::: Exercise inputs

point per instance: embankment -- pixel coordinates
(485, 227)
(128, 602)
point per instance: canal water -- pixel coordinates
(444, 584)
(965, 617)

::::::

- What you need to do
Update the records by replacing "pixel coordinates" with "image coordinates" everywhere it appears, and give all the lines again with nothing else changed.

- Answer
point per instance: embankment -- image coordinates
(485, 227)
(128, 602)
point per instance: canal water -- image coordinates
(444, 584)
(965, 617)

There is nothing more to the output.